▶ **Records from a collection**

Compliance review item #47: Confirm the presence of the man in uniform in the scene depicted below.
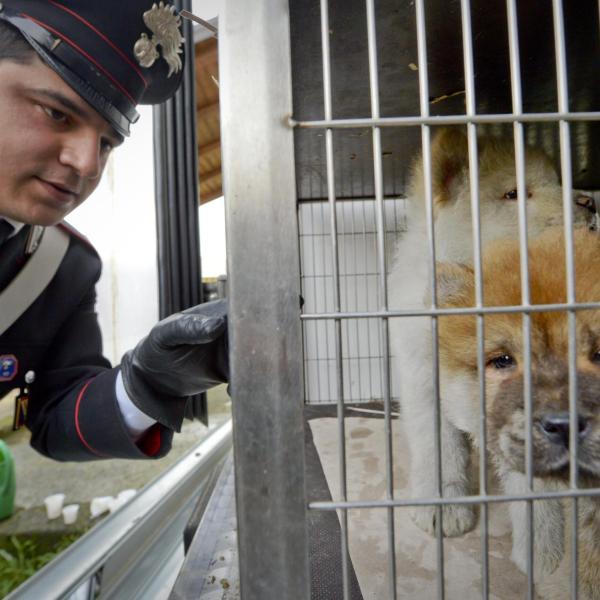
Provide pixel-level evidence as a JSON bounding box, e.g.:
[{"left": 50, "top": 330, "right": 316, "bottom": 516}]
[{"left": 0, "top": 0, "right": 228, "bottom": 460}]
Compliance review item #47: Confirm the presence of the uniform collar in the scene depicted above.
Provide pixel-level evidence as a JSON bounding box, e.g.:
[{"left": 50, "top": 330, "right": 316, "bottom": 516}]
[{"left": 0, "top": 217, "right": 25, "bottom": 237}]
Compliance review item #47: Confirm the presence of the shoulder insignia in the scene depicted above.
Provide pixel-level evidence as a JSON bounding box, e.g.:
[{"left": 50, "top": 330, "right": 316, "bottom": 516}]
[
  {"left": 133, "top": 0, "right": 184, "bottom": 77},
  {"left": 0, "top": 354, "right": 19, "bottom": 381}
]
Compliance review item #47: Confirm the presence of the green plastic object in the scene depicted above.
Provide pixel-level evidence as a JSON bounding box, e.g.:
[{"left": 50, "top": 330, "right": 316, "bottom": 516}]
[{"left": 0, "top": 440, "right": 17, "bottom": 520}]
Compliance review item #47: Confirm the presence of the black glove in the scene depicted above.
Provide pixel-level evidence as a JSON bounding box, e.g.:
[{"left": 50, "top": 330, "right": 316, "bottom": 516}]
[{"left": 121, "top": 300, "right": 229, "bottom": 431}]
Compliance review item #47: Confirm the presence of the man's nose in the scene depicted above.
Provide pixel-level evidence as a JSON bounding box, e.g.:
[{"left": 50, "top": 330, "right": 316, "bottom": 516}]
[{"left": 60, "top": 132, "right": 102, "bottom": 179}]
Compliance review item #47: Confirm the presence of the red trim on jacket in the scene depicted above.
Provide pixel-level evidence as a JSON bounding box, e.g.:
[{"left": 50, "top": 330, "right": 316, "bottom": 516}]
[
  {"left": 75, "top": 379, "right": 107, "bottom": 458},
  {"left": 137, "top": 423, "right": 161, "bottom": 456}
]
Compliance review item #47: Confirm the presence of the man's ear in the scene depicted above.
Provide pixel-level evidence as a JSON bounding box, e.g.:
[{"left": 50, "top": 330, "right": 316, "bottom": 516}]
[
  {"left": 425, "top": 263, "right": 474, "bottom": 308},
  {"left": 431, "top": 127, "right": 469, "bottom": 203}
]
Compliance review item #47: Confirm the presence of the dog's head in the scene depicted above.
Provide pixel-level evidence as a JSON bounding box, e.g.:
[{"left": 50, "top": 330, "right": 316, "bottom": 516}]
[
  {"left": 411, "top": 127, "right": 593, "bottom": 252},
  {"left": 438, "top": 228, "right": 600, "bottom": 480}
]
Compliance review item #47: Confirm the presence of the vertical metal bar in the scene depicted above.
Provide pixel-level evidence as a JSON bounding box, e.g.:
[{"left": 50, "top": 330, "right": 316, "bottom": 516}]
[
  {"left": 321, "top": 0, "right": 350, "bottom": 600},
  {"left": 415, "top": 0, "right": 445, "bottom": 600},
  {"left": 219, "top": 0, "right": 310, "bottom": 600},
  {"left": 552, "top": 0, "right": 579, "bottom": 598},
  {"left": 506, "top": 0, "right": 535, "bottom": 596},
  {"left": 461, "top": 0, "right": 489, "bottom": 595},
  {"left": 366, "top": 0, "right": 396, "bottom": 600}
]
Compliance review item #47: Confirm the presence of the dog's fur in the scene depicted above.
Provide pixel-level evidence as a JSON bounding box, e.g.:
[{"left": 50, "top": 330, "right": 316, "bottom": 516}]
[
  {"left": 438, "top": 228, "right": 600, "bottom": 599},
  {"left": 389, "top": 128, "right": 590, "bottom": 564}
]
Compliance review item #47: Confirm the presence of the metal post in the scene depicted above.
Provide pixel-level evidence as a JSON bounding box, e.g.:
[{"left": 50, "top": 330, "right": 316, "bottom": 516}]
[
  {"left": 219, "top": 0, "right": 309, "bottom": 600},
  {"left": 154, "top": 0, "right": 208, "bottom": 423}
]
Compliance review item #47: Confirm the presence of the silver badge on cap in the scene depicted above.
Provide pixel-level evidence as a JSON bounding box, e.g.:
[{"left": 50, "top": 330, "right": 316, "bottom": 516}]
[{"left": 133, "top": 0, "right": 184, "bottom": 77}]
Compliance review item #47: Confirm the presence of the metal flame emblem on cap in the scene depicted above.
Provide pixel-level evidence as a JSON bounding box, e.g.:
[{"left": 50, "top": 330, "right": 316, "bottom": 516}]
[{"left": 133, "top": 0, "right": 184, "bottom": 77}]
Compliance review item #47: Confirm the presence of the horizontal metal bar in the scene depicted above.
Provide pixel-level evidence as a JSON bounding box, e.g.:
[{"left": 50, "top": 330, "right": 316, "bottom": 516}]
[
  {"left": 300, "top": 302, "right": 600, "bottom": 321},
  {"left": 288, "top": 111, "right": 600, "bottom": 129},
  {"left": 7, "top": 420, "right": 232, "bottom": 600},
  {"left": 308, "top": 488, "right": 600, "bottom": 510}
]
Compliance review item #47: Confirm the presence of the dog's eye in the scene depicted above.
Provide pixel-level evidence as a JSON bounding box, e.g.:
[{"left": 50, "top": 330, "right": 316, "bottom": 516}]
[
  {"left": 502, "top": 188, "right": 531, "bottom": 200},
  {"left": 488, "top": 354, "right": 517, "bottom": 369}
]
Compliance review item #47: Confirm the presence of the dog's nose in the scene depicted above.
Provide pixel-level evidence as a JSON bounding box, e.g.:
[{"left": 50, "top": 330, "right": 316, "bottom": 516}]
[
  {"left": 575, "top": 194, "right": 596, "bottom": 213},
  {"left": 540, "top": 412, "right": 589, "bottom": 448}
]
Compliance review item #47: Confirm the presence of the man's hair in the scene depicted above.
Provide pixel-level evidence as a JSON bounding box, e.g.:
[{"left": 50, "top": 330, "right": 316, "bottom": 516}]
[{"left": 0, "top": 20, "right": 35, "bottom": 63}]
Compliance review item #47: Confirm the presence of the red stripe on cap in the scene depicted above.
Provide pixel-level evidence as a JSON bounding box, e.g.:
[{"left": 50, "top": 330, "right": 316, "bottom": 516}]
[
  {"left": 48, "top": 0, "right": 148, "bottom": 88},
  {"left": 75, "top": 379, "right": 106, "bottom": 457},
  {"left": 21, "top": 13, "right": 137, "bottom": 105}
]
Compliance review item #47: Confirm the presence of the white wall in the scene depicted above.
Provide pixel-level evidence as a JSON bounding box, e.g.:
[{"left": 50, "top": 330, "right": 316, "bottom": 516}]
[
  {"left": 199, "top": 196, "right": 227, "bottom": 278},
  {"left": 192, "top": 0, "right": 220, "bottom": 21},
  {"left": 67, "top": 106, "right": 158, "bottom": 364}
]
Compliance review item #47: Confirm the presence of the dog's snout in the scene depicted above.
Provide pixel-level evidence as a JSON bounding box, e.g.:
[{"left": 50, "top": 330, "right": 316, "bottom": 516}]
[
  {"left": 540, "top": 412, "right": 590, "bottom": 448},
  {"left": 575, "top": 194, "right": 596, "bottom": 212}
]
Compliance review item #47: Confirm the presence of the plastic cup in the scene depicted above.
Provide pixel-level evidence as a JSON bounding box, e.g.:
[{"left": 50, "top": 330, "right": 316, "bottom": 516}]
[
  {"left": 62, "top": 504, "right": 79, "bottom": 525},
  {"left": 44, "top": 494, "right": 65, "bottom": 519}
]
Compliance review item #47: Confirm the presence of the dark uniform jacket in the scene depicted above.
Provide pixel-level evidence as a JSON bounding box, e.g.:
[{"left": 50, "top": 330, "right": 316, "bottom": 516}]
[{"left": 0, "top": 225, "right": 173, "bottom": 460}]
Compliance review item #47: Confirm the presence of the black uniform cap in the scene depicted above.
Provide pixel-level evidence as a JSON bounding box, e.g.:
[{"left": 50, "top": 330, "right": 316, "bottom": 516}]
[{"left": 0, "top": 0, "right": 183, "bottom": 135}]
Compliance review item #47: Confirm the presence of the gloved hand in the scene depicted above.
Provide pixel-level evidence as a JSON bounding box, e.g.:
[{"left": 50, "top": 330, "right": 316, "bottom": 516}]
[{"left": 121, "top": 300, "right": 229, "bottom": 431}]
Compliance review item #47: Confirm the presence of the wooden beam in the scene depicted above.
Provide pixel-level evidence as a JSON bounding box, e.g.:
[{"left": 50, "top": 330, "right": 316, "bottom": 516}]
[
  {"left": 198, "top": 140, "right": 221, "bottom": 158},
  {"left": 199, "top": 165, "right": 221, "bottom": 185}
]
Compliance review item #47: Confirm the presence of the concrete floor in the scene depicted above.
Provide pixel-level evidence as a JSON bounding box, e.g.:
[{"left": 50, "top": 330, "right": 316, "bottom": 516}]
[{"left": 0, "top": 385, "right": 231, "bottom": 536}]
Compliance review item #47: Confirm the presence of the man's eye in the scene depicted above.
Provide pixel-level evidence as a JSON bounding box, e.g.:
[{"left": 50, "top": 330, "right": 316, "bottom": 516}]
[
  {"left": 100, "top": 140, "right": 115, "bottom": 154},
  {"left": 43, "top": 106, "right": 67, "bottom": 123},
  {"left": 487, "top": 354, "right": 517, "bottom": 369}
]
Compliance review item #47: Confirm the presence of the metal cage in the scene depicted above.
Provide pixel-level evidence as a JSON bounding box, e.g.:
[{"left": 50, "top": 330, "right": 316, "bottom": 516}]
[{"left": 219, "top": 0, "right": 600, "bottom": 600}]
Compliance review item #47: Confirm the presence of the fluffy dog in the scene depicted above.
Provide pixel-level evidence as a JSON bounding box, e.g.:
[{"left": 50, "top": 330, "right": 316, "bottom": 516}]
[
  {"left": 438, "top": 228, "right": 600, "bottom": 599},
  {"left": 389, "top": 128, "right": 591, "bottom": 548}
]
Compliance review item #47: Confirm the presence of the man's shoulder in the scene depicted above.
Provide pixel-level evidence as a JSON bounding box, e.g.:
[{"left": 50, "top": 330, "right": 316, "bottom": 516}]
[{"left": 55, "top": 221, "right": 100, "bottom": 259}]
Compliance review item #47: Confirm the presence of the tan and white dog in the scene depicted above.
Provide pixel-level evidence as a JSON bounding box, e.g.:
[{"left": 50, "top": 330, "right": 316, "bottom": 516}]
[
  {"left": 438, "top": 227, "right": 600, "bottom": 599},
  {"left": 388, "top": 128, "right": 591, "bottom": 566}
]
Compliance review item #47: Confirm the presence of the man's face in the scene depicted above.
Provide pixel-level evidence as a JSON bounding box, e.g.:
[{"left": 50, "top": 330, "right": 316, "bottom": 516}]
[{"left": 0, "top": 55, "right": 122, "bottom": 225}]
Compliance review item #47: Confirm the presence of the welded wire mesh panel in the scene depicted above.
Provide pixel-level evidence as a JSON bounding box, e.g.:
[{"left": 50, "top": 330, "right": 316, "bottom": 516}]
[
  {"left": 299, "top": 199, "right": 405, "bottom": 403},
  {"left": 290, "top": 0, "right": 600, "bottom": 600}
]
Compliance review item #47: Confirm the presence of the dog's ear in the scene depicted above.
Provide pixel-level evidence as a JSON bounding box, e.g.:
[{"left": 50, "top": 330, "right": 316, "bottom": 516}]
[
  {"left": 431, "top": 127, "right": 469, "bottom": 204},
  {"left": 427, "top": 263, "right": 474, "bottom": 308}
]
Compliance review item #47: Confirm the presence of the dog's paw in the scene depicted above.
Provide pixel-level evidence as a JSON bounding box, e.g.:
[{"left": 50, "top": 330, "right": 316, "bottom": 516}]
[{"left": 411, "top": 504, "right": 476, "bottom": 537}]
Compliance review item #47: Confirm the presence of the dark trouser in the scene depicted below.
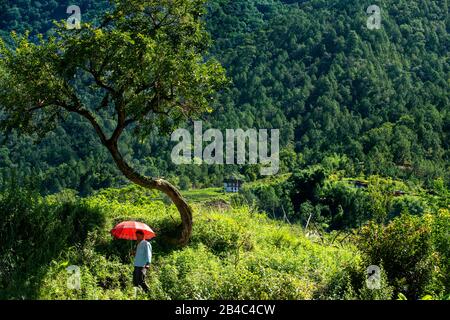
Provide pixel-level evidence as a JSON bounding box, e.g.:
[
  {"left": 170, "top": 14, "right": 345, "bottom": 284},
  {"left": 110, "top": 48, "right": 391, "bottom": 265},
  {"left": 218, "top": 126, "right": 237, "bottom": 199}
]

...

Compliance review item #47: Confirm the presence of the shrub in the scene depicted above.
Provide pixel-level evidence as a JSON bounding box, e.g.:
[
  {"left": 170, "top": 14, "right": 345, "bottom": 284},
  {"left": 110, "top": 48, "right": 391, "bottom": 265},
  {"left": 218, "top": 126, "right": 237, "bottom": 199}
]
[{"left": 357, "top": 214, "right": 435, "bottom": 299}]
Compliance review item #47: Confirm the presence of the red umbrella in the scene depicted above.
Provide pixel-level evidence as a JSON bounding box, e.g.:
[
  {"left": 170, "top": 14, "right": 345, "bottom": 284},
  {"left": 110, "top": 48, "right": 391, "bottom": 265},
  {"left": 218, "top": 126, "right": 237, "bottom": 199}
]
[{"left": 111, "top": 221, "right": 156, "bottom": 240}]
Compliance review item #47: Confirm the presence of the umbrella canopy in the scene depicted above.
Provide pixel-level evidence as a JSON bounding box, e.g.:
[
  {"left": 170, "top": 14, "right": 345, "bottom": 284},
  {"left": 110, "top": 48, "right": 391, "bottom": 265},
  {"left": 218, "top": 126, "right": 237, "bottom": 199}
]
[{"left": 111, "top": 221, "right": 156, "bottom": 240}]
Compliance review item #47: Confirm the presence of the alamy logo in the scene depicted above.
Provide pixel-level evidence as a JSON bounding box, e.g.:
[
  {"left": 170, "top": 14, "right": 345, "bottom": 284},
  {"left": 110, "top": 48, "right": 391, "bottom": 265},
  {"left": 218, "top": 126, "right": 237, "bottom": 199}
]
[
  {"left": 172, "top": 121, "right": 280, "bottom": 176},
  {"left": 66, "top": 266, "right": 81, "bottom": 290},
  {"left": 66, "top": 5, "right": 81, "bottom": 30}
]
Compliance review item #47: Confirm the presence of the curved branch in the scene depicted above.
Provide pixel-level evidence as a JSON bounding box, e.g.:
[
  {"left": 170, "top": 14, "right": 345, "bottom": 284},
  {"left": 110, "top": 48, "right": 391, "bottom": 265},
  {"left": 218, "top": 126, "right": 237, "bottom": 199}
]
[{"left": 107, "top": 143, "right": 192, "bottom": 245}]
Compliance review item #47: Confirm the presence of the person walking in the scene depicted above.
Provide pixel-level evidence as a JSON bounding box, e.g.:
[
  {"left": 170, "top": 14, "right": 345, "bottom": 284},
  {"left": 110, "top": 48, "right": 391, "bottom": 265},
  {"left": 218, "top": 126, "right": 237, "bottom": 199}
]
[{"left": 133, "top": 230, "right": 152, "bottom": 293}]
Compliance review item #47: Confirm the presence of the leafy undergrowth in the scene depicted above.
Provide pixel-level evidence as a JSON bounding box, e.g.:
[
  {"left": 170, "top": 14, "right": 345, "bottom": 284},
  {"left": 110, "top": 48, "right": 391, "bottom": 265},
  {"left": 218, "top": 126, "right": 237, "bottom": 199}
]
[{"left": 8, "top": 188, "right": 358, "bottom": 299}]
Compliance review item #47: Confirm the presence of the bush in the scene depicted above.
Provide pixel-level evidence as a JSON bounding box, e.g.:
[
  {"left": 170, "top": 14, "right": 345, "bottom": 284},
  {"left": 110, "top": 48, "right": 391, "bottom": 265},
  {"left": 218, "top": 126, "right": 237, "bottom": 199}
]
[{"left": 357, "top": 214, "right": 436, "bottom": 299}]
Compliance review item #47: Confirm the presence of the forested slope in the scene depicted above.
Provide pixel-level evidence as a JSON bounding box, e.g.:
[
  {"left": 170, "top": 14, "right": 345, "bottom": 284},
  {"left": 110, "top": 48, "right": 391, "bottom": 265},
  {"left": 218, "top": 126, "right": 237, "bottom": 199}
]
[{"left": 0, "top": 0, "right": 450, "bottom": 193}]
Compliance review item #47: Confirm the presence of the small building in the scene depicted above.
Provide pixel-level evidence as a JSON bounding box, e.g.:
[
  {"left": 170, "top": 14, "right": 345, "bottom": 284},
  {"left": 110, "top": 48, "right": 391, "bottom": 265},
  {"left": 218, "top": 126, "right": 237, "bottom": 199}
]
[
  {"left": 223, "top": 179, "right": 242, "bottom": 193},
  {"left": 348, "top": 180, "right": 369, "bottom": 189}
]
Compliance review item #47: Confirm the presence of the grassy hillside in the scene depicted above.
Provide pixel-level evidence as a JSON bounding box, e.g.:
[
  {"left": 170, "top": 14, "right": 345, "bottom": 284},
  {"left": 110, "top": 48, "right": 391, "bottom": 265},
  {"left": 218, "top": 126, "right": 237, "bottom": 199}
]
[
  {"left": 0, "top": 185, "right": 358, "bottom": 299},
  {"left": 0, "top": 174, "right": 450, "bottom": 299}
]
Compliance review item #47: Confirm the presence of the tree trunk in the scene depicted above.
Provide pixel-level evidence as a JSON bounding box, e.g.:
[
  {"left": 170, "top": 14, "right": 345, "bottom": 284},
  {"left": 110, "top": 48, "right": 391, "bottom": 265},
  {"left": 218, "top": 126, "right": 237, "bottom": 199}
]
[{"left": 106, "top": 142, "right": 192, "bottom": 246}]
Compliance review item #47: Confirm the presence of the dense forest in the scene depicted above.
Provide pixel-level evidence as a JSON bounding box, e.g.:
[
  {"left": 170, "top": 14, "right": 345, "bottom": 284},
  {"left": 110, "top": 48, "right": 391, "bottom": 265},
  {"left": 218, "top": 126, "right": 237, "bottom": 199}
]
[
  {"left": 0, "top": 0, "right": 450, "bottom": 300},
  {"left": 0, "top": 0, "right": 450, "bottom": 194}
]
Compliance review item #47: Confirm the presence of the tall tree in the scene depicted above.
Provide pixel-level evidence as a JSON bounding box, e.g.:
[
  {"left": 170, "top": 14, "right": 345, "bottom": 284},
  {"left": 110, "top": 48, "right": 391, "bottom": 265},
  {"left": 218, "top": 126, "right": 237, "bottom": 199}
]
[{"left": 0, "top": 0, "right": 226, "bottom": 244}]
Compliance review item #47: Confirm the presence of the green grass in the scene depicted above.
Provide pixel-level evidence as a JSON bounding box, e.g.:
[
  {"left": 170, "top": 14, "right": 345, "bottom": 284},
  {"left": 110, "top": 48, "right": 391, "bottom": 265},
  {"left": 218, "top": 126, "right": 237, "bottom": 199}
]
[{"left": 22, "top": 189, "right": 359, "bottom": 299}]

▶ **What is expected**
Find each line of the data above that contains the word "uniform", and copy those lines out in full.

▶ **Full solution**
Compliance review item #47: Confirm the presence of the man in uniform in the scene depicted below.
Compliance review item #47: Confirm the presence of the uniform collar in the scene depicted above.
Compliance review item #47: Confirm the presence of the dark uniform jacket in the scene depicted above.
Compliance review item #47: Confirm the presence of the black uniform cap in the scene depicted above.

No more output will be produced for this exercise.